» Task to complete: For the entries below, repeat exactly each line starting with the one that contains "Query: red white and blue flag" and going on through the one that contains "target | engine nacelle", and no others.

□ □ □ □

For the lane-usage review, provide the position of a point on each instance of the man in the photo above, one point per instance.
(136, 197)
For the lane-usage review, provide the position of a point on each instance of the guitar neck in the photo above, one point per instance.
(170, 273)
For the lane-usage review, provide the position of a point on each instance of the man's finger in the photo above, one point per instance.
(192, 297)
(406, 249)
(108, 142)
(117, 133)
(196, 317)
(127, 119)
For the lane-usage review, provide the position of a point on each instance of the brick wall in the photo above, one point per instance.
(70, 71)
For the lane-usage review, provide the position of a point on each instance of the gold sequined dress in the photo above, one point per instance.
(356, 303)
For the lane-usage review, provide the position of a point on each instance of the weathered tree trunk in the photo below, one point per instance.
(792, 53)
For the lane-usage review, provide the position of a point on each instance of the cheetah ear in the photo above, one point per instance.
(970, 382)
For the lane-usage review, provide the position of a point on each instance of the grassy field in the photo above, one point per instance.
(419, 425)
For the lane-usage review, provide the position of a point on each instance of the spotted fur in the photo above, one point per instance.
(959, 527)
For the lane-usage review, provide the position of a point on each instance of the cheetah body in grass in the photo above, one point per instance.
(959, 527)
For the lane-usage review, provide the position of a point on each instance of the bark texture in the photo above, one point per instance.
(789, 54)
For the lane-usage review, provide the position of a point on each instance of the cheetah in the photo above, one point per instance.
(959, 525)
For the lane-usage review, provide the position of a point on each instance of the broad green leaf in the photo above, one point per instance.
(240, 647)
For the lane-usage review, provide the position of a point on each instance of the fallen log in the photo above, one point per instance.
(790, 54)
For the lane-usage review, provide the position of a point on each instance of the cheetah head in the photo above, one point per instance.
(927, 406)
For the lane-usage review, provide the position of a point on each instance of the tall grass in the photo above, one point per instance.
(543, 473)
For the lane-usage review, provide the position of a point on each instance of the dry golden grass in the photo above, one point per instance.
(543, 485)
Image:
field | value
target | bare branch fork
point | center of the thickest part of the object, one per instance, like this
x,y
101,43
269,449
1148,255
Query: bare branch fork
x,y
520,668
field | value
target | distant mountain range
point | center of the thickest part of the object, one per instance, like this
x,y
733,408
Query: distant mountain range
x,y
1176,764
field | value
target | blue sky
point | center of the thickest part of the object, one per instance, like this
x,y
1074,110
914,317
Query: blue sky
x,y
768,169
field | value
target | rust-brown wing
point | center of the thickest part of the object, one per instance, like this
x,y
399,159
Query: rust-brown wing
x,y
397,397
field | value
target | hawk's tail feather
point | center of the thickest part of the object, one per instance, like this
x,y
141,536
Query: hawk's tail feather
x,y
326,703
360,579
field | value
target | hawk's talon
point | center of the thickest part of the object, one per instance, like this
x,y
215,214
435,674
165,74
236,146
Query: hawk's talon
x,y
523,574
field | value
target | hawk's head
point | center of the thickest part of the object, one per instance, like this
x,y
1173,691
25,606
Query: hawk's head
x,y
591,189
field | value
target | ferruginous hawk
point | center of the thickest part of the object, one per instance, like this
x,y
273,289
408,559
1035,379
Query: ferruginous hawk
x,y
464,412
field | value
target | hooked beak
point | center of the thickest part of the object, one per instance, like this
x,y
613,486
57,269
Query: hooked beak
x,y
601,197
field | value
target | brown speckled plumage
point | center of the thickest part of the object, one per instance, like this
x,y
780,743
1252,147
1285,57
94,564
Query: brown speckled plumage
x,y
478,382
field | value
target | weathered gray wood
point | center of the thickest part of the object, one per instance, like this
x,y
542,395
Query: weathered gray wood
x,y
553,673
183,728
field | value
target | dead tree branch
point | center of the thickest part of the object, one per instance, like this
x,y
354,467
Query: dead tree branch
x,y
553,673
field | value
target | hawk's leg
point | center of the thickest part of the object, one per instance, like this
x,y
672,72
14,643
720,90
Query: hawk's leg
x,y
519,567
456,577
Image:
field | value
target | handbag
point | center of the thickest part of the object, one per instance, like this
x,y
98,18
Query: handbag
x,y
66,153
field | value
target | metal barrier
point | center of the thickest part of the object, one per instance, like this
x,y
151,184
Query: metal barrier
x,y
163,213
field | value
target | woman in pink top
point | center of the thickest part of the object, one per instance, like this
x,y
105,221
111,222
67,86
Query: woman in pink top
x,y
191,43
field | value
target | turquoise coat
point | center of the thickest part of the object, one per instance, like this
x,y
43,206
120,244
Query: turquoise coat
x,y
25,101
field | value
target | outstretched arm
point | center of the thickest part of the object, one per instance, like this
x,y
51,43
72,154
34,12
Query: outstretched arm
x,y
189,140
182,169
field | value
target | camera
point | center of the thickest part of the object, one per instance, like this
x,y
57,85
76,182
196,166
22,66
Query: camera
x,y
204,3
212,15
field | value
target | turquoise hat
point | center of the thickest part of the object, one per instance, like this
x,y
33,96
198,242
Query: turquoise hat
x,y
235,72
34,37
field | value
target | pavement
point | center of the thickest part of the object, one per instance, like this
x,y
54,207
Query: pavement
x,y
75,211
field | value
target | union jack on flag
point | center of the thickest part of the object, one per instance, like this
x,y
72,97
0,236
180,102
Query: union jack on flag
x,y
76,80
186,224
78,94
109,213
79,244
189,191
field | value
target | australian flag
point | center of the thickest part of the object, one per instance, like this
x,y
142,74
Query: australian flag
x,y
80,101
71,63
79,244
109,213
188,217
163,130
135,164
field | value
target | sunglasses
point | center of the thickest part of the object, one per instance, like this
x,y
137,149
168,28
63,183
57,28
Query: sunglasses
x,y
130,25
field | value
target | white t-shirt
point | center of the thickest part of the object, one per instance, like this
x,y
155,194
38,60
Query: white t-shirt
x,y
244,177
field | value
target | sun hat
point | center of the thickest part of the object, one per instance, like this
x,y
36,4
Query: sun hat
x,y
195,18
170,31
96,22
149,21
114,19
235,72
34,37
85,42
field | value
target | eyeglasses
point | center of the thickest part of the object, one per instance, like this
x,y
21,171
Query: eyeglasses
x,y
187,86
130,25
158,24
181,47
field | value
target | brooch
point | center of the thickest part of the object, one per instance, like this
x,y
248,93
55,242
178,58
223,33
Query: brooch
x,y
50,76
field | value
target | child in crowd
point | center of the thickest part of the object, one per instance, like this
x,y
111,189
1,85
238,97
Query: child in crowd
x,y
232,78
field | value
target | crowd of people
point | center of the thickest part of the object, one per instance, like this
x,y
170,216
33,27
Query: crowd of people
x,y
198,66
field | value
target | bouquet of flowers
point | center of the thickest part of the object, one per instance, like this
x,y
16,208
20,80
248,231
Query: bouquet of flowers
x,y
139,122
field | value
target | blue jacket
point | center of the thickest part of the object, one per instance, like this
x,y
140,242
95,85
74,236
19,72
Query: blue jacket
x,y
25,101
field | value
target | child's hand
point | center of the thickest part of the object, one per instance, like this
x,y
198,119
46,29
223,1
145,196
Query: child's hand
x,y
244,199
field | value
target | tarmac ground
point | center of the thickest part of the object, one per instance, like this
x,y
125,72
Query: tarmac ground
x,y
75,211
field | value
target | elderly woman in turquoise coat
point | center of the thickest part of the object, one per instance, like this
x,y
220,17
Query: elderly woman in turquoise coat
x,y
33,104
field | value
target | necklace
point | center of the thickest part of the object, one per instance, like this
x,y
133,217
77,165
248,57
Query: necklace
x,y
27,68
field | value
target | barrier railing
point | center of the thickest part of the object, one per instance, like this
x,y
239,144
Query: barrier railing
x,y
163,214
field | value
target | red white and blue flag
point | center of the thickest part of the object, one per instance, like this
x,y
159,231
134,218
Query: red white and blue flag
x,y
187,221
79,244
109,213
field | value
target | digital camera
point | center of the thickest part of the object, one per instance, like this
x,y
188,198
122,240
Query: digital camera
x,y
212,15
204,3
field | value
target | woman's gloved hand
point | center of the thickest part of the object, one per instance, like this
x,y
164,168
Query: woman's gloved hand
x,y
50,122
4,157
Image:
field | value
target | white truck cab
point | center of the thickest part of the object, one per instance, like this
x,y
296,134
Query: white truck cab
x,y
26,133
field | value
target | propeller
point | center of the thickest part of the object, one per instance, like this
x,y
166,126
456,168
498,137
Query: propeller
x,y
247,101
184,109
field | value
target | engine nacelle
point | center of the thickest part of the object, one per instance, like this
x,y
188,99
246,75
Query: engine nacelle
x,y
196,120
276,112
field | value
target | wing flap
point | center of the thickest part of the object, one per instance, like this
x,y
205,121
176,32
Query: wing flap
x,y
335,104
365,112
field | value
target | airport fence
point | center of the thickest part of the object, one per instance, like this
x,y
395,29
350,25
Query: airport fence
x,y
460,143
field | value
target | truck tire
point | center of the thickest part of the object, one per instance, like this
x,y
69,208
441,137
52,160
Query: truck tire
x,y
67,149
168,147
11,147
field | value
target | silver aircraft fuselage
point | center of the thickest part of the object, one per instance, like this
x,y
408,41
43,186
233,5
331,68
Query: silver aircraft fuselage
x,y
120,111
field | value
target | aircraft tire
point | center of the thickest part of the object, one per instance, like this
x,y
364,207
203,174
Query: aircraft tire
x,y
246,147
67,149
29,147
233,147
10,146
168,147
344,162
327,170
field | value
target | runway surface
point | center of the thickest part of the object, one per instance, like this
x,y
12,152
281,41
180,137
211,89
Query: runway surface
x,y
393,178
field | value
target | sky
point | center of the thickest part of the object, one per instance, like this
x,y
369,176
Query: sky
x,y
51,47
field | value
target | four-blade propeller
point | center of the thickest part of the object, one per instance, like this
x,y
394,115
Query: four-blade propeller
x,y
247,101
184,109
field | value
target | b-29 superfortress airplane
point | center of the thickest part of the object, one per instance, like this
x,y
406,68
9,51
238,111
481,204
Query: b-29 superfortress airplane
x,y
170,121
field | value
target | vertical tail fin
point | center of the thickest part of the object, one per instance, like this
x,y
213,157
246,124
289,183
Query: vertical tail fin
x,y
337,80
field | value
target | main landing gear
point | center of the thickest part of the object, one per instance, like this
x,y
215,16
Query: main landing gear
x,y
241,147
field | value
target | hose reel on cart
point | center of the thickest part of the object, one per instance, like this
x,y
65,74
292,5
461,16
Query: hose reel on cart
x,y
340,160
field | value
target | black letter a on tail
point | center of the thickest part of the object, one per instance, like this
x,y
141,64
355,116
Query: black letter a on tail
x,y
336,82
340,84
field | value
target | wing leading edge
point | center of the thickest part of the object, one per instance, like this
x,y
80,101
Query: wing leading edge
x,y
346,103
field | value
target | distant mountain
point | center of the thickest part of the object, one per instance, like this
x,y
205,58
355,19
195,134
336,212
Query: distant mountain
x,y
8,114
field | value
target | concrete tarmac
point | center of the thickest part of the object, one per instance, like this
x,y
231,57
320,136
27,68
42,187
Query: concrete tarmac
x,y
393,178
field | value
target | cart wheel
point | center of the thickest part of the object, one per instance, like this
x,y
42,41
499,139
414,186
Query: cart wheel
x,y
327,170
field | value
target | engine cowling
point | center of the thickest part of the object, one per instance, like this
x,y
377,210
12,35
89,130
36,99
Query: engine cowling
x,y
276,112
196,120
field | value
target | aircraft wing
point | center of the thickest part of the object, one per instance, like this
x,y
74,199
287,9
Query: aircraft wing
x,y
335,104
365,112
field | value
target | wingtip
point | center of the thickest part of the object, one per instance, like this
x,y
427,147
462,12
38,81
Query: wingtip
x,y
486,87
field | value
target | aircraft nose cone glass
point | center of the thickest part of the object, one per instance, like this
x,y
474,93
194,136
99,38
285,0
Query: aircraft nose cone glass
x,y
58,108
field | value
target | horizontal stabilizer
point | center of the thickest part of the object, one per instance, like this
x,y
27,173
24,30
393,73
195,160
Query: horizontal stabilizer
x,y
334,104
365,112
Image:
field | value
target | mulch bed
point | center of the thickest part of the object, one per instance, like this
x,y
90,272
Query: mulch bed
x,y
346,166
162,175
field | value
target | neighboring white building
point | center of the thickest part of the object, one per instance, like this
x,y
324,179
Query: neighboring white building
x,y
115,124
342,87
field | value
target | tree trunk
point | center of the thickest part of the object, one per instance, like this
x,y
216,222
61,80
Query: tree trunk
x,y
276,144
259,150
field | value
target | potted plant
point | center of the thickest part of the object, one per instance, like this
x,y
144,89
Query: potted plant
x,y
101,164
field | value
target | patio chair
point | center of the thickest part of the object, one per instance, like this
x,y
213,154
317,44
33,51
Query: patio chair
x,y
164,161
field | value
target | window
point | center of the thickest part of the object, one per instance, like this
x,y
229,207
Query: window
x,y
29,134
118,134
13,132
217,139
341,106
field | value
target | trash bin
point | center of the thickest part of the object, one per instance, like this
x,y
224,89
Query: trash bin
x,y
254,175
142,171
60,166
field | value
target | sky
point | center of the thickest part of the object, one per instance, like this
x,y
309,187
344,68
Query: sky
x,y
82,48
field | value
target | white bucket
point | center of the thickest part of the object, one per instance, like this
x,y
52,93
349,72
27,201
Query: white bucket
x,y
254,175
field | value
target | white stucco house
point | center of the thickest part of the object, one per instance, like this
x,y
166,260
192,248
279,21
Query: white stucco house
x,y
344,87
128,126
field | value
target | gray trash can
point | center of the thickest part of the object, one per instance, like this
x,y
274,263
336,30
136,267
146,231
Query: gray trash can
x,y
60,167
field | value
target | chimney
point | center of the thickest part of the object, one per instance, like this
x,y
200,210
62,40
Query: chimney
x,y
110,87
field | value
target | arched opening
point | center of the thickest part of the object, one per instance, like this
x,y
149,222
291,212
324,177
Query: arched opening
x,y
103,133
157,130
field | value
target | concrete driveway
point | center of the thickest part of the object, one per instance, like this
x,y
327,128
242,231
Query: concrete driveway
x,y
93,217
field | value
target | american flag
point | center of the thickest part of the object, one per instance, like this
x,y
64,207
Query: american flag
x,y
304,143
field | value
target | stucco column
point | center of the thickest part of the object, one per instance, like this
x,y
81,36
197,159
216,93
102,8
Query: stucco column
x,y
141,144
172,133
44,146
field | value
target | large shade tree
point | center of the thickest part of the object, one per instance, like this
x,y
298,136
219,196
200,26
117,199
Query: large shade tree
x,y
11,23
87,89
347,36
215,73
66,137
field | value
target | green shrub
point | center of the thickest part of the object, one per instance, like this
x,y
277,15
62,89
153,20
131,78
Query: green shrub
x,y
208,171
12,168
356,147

□ □ □ □

» Solved problem:
Query: red white and blue flag
x,y
187,221
79,244
109,213
field | value
target | digital camera
point | center of the thickest part of the object, one per instance, like this
x,y
188,198
122,240
Query: digital camera
x,y
212,15
204,3
field | value
target | woman's gloved hand
point | center of the thickest part of the object, one per instance, like this
x,y
164,168
Query: woman's gloved hand
x,y
50,122
4,157
Image:
field | value
target | white truck cab
point | center of the thickest part of the object, one per instance, like this
x,y
296,134
Query: white truck cab
x,y
26,133
field | value
target | propeller
point | center of the thickest part of the object, one per instance, like this
x,y
166,126
456,168
498,137
Query: propeller
x,y
247,101
184,109
field | value
target | engine nacelle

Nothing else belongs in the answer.